**WHAT TO DO**.
Reproduce every one of the records below line for line, with no changes, and leave the pictures out of your answer.

**RECORDS SUPPLIED**.
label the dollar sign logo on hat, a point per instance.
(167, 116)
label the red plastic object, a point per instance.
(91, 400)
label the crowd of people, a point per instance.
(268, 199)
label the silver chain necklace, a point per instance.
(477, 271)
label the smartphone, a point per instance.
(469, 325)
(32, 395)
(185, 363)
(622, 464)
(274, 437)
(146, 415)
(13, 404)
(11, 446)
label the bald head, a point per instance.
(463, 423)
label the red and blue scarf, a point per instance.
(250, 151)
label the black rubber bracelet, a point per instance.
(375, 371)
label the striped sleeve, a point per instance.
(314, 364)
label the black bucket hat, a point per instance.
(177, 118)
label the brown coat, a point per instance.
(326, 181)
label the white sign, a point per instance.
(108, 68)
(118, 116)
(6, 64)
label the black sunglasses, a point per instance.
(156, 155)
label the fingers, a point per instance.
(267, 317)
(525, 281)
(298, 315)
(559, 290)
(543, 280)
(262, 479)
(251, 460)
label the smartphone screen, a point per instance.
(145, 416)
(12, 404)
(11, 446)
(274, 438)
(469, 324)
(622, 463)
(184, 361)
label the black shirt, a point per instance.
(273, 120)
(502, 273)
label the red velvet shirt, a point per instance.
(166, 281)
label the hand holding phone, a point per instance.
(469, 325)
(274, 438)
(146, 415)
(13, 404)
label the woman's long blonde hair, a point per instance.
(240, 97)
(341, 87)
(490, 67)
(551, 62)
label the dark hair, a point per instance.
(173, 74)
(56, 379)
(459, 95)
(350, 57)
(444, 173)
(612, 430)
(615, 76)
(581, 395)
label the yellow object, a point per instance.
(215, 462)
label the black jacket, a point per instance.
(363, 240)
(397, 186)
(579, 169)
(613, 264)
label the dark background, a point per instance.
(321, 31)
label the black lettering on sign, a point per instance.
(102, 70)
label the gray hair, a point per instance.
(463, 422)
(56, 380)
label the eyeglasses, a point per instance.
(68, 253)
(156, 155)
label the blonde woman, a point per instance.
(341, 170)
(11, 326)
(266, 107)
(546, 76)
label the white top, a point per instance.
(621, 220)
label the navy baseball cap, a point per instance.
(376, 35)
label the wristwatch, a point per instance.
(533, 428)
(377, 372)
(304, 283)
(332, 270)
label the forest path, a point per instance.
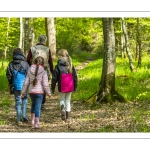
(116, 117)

**IN RESPONSE**.
label the dollar sign logo on hat, a point per instance.
(167, 116)
label the red plastic object, a point per instance.
(91, 400)
label the crowd of people, a point per instance.
(268, 199)
label the silver chain necklace, a point per instance.
(477, 271)
label the smartphone, a point per instance.
(469, 325)
(32, 395)
(185, 363)
(622, 464)
(274, 437)
(146, 415)
(13, 404)
(11, 446)
label the bald head, a point per instance.
(463, 423)
label the red and blue scarf, a point per instance.
(250, 151)
label the black rubber bracelet, a point per instance.
(375, 371)
label the striped sleeve, a point per instance.
(314, 364)
label the black bucket hat, a point per instance.
(177, 118)
label the brown coat, a point per instance.
(326, 181)
label the white sign, a point per instance.
(108, 68)
(118, 116)
(6, 64)
label the black sunglasses, a point per instance.
(156, 155)
label the fingers, a point per instance.
(267, 317)
(525, 281)
(298, 315)
(559, 290)
(543, 280)
(262, 479)
(251, 460)
label the smartphone screen, a point per instance.
(145, 416)
(12, 404)
(11, 446)
(274, 438)
(469, 324)
(622, 463)
(184, 361)
label the black shirt, a point per instance.
(273, 120)
(502, 273)
label the red velvet shirt, a point per instance.
(166, 281)
label the hand holding phone, a point per instance.
(469, 325)
(274, 438)
(146, 415)
(13, 404)
label the woman's long blonde hair, a point per instance.
(240, 97)
(341, 87)
(490, 67)
(551, 62)
label the dark hair, a point per instance.
(173, 74)
(56, 379)
(459, 95)
(350, 57)
(444, 173)
(612, 430)
(615, 76)
(581, 395)
label the yellow object, a point per instance.
(215, 462)
label the black jacket, a point per instance.
(363, 240)
(397, 186)
(579, 169)
(613, 264)
label the dark background, a point per instance.
(321, 31)
label the black lettering on sign, a point per instance.
(102, 70)
label the gray hair, a point per instance.
(463, 422)
(56, 380)
label the eyeglasses, a point per instance.
(68, 253)
(156, 155)
label the blonde woman, a point per instance.
(341, 170)
(11, 326)
(266, 107)
(546, 76)
label the white top, a point per instance.
(621, 220)
label the navy baseball cap, a point per instance.
(376, 35)
label the wristwatch, a point per instance.
(533, 428)
(377, 372)
(304, 283)
(332, 270)
label the forest path, a point per instance.
(116, 117)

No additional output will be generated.